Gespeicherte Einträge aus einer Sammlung
^^^^
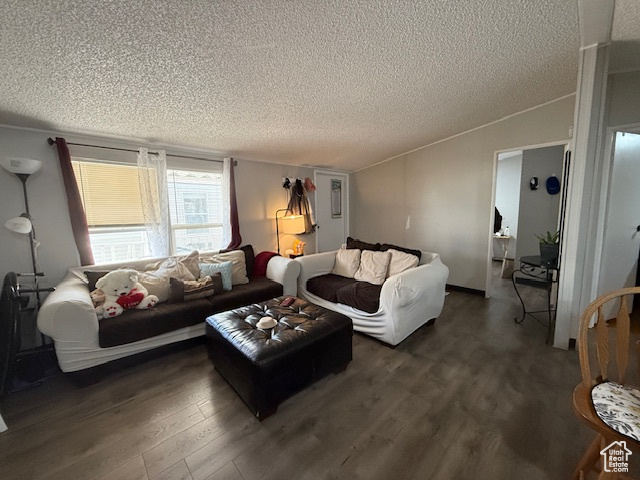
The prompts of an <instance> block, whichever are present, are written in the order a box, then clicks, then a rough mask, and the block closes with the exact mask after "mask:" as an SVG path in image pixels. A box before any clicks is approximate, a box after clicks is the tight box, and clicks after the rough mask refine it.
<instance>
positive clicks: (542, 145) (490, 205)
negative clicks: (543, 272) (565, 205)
mask: <svg viewBox="0 0 640 480" xmlns="http://www.w3.org/2000/svg"><path fill="white" fill-rule="evenodd" d="M567 133H568V132H567ZM569 142H570V140H568V139H567V140H557V141H555V142H547V143H537V144H534V145H527V146H524V147H516V148H505V149H502V150H496V151H495V152H493V184H492V186H491V205H490V207H489V211H490V212H491V215H490V216H489V226H488V227H489V232H488V234H489V236H488V238H489V239H490V240H489V245H488V248H487V278H486V279H485V285H484V292H485V294H484V296H485V298H490V297H491V267H492V257H493V241H492V240H493V222H494V220H495V206H496V184H497V182H498V156H499V155H500V154H502V153H508V152H520V151H522V152H524V151H525V150H536V149H538V148H546V147H556V146H558V145H565V152H566V150H567V148H568V146H569ZM563 162H564V160H563ZM562 173H563V178H564V172H562ZM561 208H562V206H561ZM515 261H516V259H514V262H515Z"/></svg>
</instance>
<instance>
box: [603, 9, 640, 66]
mask: <svg viewBox="0 0 640 480" xmlns="http://www.w3.org/2000/svg"><path fill="white" fill-rule="evenodd" d="M611 39H612V47H611V55H610V58H609V70H611V71H614V72H616V71H628V70H640V1H638V0H616V9H615V11H614V14H613V29H612V32H611Z"/></svg>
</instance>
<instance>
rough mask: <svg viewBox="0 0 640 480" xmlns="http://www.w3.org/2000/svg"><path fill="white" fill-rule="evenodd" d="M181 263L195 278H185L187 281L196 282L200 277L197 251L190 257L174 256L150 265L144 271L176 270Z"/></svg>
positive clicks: (199, 269)
mask: <svg viewBox="0 0 640 480" xmlns="http://www.w3.org/2000/svg"><path fill="white" fill-rule="evenodd" d="M179 263H180V264H182V266H184V267H186V268H187V269H188V270H189V272H191V275H192V276H193V278H192V279H189V278H185V280H195V279H196V278H198V276H199V275H200V266H199V263H200V254H199V253H198V252H197V251H196V250H194V251H193V252H191V253H190V254H189V255H174V256H172V257H169V258H166V259H164V260H160V261H158V262H154V263H149V264H147V265H146V266H145V267H144V269H145V270H147V271H149V270H160V269H161V268H175V266H176V265H177V264H179ZM176 278H181V277H176Z"/></svg>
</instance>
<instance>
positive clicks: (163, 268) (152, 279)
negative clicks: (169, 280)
mask: <svg viewBox="0 0 640 480" xmlns="http://www.w3.org/2000/svg"><path fill="white" fill-rule="evenodd" d="M198 275H199V271H198ZM171 277H173V278H178V279H180V280H195V279H196V277H195V276H194V275H193V274H192V273H191V271H190V270H189V268H188V267H187V266H186V265H185V264H184V263H182V262H181V261H180V260H178V259H176V258H175V257H169V258H167V259H166V260H165V261H164V262H162V263H161V264H160V266H159V268H158V269H157V270H154V271H148V272H141V273H140V275H139V276H138V281H139V282H140V283H141V284H142V286H143V287H144V288H146V289H147V290H149V295H156V296H157V297H158V301H159V302H166V301H167V300H169V280H170V279H171Z"/></svg>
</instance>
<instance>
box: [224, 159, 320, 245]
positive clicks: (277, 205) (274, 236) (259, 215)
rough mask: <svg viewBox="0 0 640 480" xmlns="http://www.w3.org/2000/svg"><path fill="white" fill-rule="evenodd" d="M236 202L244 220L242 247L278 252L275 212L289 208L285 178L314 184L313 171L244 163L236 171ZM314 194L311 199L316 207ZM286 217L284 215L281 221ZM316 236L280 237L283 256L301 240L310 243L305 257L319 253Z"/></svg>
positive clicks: (242, 221) (242, 217) (236, 166)
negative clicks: (242, 245)
mask: <svg viewBox="0 0 640 480" xmlns="http://www.w3.org/2000/svg"><path fill="white" fill-rule="evenodd" d="M235 176H236V198H237V199H238V213H239V217H240V234H241V235H242V243H243V244H248V243H250V244H251V245H253V248H254V250H255V252H256V254H257V253H258V252H261V251H265V250H266V251H272V252H275V251H277V245H276V223H275V212H276V210H278V209H280V208H287V203H288V197H287V190H285V189H284V188H282V178H283V177H289V178H290V179H292V180H295V178H301V179H302V180H304V179H305V178H306V177H309V178H310V179H311V180H313V169H312V168H307V167H294V166H291V165H281V164H273V163H263V162H252V161H249V160H240V161H238V165H237V166H236V169H235ZM313 196H314V193H311V194H310V195H309V202H310V203H311V205H312V206H313V203H314V198H313ZM282 215H283V212H280V214H279V217H281V216H282ZM315 235H316V234H315V233H309V234H306V235H295V236H293V235H284V234H281V235H280V252H281V253H282V254H284V251H285V250H286V249H288V248H291V247H292V246H293V241H294V240H295V239H296V238H298V239H299V240H301V241H303V242H305V243H306V245H305V253H307V254H308V253H315V248H316V239H315Z"/></svg>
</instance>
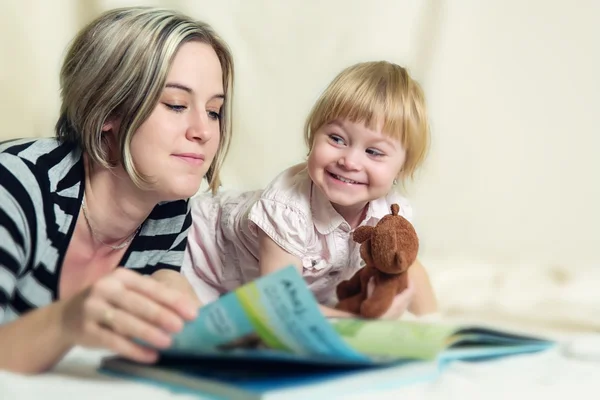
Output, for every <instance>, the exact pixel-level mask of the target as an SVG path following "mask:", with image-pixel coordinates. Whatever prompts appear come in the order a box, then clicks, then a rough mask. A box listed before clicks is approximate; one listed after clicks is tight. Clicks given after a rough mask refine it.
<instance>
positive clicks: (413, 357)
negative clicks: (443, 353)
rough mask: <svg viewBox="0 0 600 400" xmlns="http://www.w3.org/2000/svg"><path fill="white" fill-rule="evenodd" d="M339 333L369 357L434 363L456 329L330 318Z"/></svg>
mask: <svg viewBox="0 0 600 400" xmlns="http://www.w3.org/2000/svg"><path fill="white" fill-rule="evenodd" d="M330 322H331V324H332V325H333V327H334V329H335V330H336V332H337V333H338V334H339V335H340V336H341V337H342V338H343V339H344V340H345V341H346V343H348V344H349V345H350V346H351V347H352V348H354V349H355V350H357V351H359V352H361V353H364V354H368V355H369V356H381V357H386V358H387V357H393V358H417V359H423V360H431V359H434V358H436V357H437V356H438V354H439V353H441V352H442V351H444V350H445V349H446V348H447V347H448V345H450V343H451V342H452V341H453V339H454V338H453V335H454V334H455V333H456V331H457V330H458V329H457V327H456V326H452V325H442V324H424V323H418V322H411V321H389V320H387V321H386V320H360V319H331V320H330Z"/></svg>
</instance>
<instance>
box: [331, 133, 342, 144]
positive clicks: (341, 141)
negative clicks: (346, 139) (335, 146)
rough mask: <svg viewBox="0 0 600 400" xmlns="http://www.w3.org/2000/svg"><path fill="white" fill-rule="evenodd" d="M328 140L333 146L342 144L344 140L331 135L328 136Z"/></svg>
mask: <svg viewBox="0 0 600 400" xmlns="http://www.w3.org/2000/svg"><path fill="white" fill-rule="evenodd" d="M329 139H331V141H332V142H333V143H335V144H344V139H342V138H341V137H339V136H338V135H334V134H331V135H329Z"/></svg>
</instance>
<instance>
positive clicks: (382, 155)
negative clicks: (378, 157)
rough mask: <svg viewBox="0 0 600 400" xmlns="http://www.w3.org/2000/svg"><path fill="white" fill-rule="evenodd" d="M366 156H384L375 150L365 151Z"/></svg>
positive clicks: (373, 149)
mask: <svg viewBox="0 0 600 400" xmlns="http://www.w3.org/2000/svg"><path fill="white" fill-rule="evenodd" d="M367 154H369V155H372V156H374V157H381V156H383V155H384V154H383V153H382V152H380V151H379V150H375V149H367Z"/></svg>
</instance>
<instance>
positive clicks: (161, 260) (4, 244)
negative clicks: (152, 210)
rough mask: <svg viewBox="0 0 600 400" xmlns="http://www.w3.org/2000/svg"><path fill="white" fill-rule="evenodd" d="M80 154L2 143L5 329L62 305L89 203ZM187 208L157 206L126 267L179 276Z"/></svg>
mask: <svg viewBox="0 0 600 400" xmlns="http://www.w3.org/2000/svg"><path fill="white" fill-rule="evenodd" d="M83 178H84V171H83V159H82V153H81V150H80V149H79V148H78V147H77V146H74V145H71V144H61V143H59V142H58V141H56V140H55V139H50V138H44V139H20V140H12V141H8V142H4V143H0V324H2V323H5V322H8V321H11V320H14V319H16V318H18V317H19V316H20V315H23V314H24V313H26V312H28V311H30V310H32V309H34V308H38V307H43V306H46V305H48V304H50V303H51V302H52V301H54V300H56V299H57V297H58V282H59V276H60V269H61V264H62V261H63V258H64V255H65V252H66V249H67V246H68V243H69V239H70V237H71V234H72V232H73V229H74V228H75V222H76V218H77V215H78V214H79V210H80V207H81V202H82V198H83V184H82V183H83V181H84V179H83ZM191 222H192V220H191V214H190V212H189V209H188V202H187V201H184V200H180V201H174V202H165V203H161V204H159V205H157V206H156V207H155V208H154V210H153V211H152V213H151V214H150V216H149V217H148V219H147V220H146V221H145V222H144V224H143V226H142V229H140V231H139V233H138V235H137V236H136V238H135V239H134V240H133V242H132V243H131V245H130V246H129V249H128V250H127V252H126V253H125V255H124V257H123V260H122V262H121V263H120V265H122V266H125V267H126V268H132V269H136V270H138V271H139V272H140V273H143V274H150V273H152V272H154V271H156V270H157V269H161V268H170V269H174V270H179V268H180V266H181V262H182V260H183V251H184V250H185V246H186V244H187V232H188V230H189V228H190V225H191Z"/></svg>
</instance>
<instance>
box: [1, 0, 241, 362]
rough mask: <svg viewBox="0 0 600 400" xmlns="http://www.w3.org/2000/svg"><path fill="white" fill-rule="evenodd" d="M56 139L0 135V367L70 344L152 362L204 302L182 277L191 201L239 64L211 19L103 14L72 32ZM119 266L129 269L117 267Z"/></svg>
mask: <svg viewBox="0 0 600 400" xmlns="http://www.w3.org/2000/svg"><path fill="white" fill-rule="evenodd" d="M60 83H61V94H62V107H61V112H60V118H59V120H58V123H57V125H56V138H52V139H50V138H45V139H37V140H32V139H26V140H17V141H10V142H7V143H3V144H0V323H1V325H0V369H8V370H12V371H17V372H24V373H36V372H40V371H43V370H45V369H48V368H50V367H52V366H53V365H54V364H55V363H56V362H57V361H58V360H60V359H61V357H62V356H63V355H64V354H65V353H66V352H67V351H68V350H69V349H70V348H71V347H73V346H74V345H82V346H87V347H102V348H107V349H111V350H113V351H115V352H117V353H119V354H121V355H123V356H126V357H129V358H131V359H133V360H136V361H140V362H152V361H154V360H155V359H156V356H157V354H156V351H155V350H152V349H151V348H149V347H143V346H140V345H139V344H137V340H142V341H144V342H146V343H148V344H149V345H151V346H152V347H155V348H165V347H167V346H168V345H169V344H170V340H171V337H170V334H172V333H174V332H177V331H178V330H180V329H181V328H182V326H183V323H184V321H185V320H189V319H192V318H194V316H195V314H196V312H197V308H198V305H199V303H198V300H197V298H195V296H194V295H193V291H192V290H191V287H190V285H189V284H188V283H187V281H185V279H184V278H183V277H182V275H180V274H179V268H180V265H181V262H182V258H183V250H184V248H185V245H186V236H187V231H188V229H189V226H190V224H191V216H190V213H189V211H188V204H187V199H188V198H189V197H191V196H192V195H194V194H195V193H196V192H197V191H198V190H199V187H200V183H201V180H202V178H203V177H204V176H205V175H206V178H207V180H208V182H209V185H210V188H211V189H212V190H213V191H215V190H216V188H217V187H218V185H219V170H220V167H221V165H222V163H223V159H224V157H225V154H226V152H227V149H228V145H229V140H230V111H231V109H230V95H231V90H232V84H233V62H232V57H231V55H230V52H229V50H228V48H227V46H226V44H225V43H224V42H223V41H222V40H221V39H220V38H219V37H218V36H217V35H216V34H215V33H214V32H213V30H212V29H211V27H210V26H208V25H207V24H205V23H202V22H198V21H194V20H192V19H190V18H188V17H186V16H184V15H181V14H178V13H176V12H173V11H168V10H158V9H151V8H124V9H117V10H112V11H109V12H107V13H105V14H103V15H102V16H100V17H99V18H98V19H96V20H95V21H93V22H91V23H90V24H89V25H88V26H87V27H85V28H84V29H83V30H82V31H81V32H80V33H79V34H78V35H77V36H76V37H75V39H74V42H73V43H72V44H71V46H70V49H69V51H68V53H67V55H66V58H65V60H64V64H63V67H62V70H61V76H60ZM119 266H122V267H125V268H117V267H119Z"/></svg>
^^^^
» **Aufgabenstellung**
Ersetze in den Daten vom Anfang bis einschließlich der Zeile mit „negative clicks: (543, 272) (565, 205)“ den Ausdruck „positive clicks“ durch „positive points“ und lass alles Übrige unverändert. Gib nur diese Zeilen wieder und lass dabei die Bilder weg.

» **Antwort zur Übung**
The prompts of an <instance> block, whichever are present, are written in the order a box, then clicks, then a rough mask, and the block closes with the exact mask after "mask:" as an SVG path in image pixels. A box before any clicks is approximate, a box after clicks is the tight box, and clicks after the rough mask refine it.
<instance>
positive points: (542, 145) (490, 205)
negative clicks: (543, 272) (565, 205)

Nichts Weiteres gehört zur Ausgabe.